Until approximately 12:20 p.m., the inmate roster showed Fitzpatrick as still at the McMinn facility.

It is against policy for jailers to state where an inmate is to be taken, but on Monday, Corporal Ruebush told The Post & Email that Fitzpatrick was headed “to prison” eventually.

On Friday, he was moved and returned to the McMinn County jail, which Ruebush explained as a timing error on McMinn’s part.

Fitzpatrick was found guilty of “aggravated perjury” and “extortion” after taking several petitions reporting local judicial officials in the commission of crimes.  State law does not require a person petitioning the grand jury to present proof, which the prosecutor and judge stated at the sentencing hearing Fitzpatrick had failed to show.

However, over the past five years, Fitzpatrick has demonstrated that grand juries and trial juries are knowingly “rigged,” grand jury foremen are appointed for years or decades at a time and serve at the pleasure of a judge, and the law is twisted so that a defendant cannot be exonerated.

The Bledsoe County Correctional Complex (BCCX) is the state intake center for inmates not kept in county jails.

━━━━━━━━━━━━━━━━

Exercise instructions »
**A)** List every word or phrase that the Fitzpatrick passage puts inside quotation marks.
**B)** Repeat word for word the stretch of the Fitzpatrick passage that begins with the words "On Friday, he" and ends with "failed to show.".

Data records »
━━━━━━━━━━━━━━━━

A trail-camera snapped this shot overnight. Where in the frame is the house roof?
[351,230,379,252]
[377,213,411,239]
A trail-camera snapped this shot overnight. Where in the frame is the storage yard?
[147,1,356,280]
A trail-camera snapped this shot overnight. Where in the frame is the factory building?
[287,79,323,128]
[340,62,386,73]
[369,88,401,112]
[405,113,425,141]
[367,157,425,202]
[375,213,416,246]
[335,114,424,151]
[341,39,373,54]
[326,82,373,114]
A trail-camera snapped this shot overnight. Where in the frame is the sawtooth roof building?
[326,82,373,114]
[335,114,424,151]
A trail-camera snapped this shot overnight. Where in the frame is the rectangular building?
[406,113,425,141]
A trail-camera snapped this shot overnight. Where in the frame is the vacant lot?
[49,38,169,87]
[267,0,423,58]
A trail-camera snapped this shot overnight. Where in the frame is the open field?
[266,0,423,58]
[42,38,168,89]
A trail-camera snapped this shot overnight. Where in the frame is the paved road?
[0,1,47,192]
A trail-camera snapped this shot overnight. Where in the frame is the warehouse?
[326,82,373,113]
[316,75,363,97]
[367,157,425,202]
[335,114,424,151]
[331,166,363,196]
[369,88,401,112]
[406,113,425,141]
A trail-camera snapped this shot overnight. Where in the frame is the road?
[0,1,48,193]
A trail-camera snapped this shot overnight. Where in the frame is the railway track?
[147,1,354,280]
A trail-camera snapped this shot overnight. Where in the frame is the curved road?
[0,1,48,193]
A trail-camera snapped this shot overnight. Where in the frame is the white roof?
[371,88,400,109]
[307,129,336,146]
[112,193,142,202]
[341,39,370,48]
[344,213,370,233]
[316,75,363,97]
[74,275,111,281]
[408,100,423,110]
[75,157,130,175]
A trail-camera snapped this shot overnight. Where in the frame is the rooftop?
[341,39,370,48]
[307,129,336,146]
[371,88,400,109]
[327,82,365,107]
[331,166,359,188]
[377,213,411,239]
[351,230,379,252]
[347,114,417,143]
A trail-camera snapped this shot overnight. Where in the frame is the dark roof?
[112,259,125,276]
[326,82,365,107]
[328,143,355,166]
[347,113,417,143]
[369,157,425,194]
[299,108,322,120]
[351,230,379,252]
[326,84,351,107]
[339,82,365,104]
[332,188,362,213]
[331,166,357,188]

━━━━━━━━━━━━━━━━

In response »
**A)**
- to prison
- aggravated perjury
- extortion
- rigged

**B)**
On Friday, he was moved and returned to the McMinn County jail, which Ruebush explained as a timing error on McMinn’s part.

Fitzpatrick was found guilty of “aggravated perjury” and “extortion” after taking several petitions reporting local judicial officials in the commission of crimes.  State law does not require a person petitioning the grand jury to present proof, which the prosecutor and judge stated at the sentencing hearing Fitzpatrick had failed to show.